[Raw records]
'''
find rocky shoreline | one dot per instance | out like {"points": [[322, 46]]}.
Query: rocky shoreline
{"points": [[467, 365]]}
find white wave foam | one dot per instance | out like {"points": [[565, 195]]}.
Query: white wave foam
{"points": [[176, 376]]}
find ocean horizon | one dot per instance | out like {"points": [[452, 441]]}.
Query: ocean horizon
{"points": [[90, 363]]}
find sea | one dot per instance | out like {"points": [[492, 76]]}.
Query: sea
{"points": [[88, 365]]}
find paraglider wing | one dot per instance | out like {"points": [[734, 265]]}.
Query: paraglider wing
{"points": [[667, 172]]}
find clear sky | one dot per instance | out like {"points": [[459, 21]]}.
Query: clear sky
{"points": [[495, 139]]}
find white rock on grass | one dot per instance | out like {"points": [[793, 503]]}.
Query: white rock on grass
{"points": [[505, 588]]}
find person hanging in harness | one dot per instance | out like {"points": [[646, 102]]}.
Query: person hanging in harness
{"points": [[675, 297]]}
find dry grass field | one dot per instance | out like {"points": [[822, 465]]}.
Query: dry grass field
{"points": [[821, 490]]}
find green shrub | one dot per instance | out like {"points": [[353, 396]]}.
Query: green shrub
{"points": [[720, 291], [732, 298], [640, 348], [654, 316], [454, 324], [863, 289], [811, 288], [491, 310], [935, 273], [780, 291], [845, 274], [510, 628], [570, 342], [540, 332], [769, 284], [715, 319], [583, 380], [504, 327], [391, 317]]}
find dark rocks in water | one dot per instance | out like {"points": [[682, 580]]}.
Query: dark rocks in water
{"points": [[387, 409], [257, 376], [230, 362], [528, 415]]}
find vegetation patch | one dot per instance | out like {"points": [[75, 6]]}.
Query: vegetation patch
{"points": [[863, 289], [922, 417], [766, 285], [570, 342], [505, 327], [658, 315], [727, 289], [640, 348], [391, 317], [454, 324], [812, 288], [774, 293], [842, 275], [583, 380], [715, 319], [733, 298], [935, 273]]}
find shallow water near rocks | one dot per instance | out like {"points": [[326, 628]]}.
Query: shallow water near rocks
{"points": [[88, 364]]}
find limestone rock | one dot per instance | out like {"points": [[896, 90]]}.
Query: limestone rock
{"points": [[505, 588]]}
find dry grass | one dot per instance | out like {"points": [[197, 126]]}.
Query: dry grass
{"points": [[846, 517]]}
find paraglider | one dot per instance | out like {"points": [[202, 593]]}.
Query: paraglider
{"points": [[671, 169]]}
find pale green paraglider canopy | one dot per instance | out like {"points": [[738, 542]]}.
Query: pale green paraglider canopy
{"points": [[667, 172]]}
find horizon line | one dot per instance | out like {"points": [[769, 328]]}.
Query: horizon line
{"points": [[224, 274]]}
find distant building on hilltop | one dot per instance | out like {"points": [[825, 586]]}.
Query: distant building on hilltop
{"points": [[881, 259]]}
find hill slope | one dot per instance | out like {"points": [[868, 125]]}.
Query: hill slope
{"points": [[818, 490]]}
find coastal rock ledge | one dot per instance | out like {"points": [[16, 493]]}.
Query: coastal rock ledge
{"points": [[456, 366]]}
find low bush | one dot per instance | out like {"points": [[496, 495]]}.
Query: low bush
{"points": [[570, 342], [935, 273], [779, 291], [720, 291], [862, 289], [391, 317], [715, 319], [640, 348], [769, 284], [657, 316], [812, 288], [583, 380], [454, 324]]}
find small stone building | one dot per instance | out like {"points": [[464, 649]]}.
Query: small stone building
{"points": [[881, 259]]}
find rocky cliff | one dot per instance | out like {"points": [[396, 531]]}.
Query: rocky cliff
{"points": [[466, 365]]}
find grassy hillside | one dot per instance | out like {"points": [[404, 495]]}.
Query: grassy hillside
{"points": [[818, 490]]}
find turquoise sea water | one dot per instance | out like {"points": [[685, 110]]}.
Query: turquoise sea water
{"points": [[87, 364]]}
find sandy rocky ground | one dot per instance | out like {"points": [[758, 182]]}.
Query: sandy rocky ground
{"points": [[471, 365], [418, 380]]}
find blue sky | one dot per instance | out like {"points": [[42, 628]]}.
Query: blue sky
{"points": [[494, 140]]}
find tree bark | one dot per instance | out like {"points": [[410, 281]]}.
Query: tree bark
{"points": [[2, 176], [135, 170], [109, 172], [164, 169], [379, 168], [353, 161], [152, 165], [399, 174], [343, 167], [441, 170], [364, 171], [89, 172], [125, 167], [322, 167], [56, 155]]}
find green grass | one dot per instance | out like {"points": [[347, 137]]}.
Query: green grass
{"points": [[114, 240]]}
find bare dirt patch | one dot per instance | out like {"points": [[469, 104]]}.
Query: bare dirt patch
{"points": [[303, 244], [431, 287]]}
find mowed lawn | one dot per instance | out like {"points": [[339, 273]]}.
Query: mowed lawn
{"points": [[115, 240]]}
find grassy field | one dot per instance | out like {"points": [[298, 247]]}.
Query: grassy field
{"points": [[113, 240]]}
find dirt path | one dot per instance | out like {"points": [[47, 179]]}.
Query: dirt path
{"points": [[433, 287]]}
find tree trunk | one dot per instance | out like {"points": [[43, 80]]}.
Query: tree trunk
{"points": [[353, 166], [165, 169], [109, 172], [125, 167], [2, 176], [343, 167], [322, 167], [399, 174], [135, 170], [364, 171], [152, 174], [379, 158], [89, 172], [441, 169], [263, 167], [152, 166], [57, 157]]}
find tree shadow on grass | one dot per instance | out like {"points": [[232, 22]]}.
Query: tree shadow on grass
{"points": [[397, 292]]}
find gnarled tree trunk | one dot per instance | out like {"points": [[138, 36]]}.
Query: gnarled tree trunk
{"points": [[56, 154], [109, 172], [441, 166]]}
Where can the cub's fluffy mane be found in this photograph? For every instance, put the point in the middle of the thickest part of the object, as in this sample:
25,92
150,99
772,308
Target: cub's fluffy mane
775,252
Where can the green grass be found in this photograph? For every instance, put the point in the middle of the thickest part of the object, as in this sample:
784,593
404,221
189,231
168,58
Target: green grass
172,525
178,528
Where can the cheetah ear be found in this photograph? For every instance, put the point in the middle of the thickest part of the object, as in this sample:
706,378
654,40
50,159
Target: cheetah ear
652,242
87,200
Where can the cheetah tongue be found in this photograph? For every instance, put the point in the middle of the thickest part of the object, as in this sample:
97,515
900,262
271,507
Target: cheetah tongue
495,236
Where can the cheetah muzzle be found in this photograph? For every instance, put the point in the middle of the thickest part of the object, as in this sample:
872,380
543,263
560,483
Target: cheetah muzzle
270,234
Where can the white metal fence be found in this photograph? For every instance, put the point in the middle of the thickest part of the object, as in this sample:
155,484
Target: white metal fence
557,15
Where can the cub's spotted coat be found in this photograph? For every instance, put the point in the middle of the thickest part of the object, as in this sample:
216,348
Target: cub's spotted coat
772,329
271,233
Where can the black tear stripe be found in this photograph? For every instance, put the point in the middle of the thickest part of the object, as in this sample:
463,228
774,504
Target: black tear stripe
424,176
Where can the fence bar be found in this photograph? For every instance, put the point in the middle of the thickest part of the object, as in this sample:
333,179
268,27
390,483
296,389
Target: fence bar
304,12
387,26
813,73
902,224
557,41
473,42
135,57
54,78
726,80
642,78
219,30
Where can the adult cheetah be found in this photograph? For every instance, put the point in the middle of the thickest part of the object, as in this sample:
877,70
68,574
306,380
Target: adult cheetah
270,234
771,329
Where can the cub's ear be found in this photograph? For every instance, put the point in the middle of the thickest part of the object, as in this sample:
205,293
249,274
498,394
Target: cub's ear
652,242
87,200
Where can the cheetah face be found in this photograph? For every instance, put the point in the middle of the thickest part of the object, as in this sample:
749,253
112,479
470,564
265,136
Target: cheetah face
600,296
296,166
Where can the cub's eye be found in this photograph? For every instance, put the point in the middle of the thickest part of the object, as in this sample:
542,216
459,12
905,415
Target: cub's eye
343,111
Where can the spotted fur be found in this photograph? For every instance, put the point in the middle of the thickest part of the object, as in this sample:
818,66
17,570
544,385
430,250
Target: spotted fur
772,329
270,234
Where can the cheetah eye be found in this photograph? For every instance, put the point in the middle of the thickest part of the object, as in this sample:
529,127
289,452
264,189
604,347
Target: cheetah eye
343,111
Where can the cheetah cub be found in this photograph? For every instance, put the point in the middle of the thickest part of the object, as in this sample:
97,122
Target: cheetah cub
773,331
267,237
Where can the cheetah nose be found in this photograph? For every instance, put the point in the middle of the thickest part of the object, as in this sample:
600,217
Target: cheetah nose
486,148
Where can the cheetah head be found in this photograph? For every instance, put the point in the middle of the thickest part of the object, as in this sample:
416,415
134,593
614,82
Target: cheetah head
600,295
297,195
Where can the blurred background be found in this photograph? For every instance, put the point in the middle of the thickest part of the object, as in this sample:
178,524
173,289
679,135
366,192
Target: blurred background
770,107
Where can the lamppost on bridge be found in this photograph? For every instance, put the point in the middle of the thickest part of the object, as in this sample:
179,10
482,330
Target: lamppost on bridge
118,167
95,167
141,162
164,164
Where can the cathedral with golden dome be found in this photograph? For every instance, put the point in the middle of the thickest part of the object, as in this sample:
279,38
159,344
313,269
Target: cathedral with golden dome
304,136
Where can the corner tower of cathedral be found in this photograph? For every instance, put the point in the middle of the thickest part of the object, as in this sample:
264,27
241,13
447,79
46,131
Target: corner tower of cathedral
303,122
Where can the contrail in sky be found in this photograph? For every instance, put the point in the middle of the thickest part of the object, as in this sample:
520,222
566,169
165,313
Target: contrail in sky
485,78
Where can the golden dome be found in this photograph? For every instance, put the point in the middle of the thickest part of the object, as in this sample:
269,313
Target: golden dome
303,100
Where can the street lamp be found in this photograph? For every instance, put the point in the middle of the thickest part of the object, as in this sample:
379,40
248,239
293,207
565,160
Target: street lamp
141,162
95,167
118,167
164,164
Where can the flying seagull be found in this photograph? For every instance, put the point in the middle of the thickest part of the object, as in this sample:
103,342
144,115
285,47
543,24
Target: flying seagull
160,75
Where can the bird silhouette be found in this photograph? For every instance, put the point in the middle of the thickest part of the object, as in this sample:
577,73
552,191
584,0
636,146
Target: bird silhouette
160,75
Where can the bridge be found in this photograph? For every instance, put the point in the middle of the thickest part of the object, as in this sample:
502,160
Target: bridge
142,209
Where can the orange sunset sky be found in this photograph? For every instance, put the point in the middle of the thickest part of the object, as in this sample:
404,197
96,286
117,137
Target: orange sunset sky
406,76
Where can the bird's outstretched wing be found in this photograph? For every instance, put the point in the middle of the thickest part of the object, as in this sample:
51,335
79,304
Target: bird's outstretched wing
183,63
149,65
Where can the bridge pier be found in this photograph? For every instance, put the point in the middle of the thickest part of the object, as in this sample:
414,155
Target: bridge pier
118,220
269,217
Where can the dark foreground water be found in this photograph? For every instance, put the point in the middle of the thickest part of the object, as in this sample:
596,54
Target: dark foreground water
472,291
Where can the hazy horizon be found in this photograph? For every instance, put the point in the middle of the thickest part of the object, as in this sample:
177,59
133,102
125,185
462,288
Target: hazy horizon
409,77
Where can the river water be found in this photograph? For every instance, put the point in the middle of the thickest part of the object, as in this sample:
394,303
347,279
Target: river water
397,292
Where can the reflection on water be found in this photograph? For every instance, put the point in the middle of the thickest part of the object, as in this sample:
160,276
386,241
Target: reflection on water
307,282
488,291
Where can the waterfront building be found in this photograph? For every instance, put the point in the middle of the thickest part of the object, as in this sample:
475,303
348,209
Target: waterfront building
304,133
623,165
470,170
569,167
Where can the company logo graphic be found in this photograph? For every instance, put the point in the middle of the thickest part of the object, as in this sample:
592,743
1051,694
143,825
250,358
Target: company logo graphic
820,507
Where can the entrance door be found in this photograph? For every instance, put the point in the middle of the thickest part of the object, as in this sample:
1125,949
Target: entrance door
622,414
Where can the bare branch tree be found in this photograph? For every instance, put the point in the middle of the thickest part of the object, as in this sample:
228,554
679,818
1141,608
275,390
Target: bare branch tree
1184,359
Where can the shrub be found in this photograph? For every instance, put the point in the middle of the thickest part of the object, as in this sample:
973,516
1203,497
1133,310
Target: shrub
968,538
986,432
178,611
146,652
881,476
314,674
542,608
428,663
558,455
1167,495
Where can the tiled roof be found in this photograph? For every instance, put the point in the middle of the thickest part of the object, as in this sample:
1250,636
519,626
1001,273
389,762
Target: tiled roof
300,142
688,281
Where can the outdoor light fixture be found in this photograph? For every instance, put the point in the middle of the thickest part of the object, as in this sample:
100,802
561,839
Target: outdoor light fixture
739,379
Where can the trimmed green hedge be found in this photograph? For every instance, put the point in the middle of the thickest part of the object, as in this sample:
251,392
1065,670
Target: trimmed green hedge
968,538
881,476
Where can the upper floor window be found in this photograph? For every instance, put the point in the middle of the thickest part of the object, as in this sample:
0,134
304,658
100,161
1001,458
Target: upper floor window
'''
→ What you have to do
Every line from the one holding "Where can the company" through the final line of the listing must be echoed exactly; leave out all other lines.

→ Exercise response
Where can the company logo graphic be found in this photograph? For every instance, put the point in the middle of the thickest part of the object, as in this sample:
592,743
1051,694
143,825
250,358
Target: company logo graphic
820,507
Where can the entrance door be found in this photograph? For every instance, put the point in the middle of the thickest part of the object, as in this sample:
1125,949
Target: entrance door
622,414
Where can the bare branch tree be found in this photograph? For every instance, put the point in the middle of the thickest part of the object, as in this sample:
228,554
679,818
1141,608
275,390
Target: bare branch tree
1184,359
Where can the shrub be found in this photograph? For every instance, put the point in the middle of the thickest part of the object, as in this sample:
973,516
1203,497
1133,310
Target: shrub
968,538
986,432
178,611
146,652
881,476
314,674
542,608
428,663
558,455
1167,495
Where can the tiled roof be found in this photograph? For every instance, put the point in the middle of the thickest part of the object, as in this sample:
1250,636
519,626
1001,273
389,762
Target: tiled roof
300,142
688,281
Where can the outdoor light fixture be found in this photograph? For every instance, put the point in the middle of the thickest part of the object, as in this sample:
100,802
561,839
Target: outdoor light fixture
739,379
Where can the trimmed green hedge be found in this photograph? For every instance, put the point in the middle of the thickest part of the object, as in this sample:
251,392
1065,670
Target: trimmed green hedge
968,538
881,476
Where can the upper floor window be found in this photograph? For every instance, put the point in the middle of the thickest part of the object, as in this sample:
0,134
304,658
100,161
1001,458
Target: upper floor window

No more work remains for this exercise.